EXERCISE AIM
Pull out every line below holding the word "clear".

Referring expression data
▼

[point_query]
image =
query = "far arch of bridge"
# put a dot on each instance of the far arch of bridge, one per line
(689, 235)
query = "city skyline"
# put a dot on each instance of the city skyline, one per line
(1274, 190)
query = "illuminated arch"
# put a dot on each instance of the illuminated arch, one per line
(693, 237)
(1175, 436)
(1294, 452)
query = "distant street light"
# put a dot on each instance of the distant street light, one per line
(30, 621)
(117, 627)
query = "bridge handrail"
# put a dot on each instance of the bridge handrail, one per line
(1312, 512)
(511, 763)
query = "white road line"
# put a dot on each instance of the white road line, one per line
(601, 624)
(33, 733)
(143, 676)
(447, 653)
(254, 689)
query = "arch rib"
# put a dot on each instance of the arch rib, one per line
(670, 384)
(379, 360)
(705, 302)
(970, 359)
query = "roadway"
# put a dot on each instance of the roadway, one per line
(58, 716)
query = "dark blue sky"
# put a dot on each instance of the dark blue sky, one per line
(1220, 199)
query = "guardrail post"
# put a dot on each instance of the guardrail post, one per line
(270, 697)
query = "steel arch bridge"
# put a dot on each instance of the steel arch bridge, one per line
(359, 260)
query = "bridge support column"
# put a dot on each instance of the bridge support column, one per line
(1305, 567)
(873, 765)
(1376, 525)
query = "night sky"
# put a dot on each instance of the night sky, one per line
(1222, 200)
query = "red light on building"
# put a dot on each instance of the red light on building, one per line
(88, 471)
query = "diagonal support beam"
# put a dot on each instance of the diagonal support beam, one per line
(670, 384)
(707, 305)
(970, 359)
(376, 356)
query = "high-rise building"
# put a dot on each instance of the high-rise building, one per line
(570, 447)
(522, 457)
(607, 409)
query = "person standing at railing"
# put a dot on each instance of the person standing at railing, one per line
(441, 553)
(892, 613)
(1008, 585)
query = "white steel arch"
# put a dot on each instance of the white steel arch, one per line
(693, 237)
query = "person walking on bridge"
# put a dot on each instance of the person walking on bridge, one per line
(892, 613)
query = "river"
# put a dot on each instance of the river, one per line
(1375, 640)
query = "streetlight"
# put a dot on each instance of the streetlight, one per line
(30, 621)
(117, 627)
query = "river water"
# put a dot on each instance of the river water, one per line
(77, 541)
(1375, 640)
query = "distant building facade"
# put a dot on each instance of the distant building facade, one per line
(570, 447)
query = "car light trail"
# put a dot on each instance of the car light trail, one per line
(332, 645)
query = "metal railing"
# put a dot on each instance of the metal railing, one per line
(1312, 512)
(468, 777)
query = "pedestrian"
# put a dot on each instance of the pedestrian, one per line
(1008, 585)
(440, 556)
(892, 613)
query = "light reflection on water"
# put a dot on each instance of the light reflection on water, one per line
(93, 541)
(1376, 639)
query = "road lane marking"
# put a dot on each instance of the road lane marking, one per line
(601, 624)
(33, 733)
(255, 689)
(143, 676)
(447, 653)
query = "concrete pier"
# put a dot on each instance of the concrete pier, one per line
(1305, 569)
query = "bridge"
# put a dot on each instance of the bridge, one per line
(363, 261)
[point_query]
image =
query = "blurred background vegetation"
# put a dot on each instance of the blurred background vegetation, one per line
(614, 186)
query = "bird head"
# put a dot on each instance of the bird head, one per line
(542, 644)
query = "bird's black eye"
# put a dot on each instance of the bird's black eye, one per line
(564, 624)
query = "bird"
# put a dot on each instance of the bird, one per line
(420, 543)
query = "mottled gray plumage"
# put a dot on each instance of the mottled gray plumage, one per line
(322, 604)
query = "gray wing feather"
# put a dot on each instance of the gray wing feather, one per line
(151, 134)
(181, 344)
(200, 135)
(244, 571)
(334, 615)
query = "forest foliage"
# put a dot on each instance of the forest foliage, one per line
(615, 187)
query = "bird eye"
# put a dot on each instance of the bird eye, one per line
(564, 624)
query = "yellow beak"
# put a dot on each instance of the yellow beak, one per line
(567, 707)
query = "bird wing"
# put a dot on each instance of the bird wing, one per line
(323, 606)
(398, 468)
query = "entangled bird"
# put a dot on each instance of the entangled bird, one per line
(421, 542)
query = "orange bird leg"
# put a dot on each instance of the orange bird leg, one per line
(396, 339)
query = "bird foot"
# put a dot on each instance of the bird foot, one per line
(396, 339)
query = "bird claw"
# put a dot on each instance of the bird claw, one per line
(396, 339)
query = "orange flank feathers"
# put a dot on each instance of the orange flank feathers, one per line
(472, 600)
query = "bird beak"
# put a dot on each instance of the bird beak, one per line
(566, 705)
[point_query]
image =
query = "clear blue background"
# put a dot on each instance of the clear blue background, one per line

▲

RESPONSE
query = "clear blue background"
# put a dot on each instance of the clear blue background, one per line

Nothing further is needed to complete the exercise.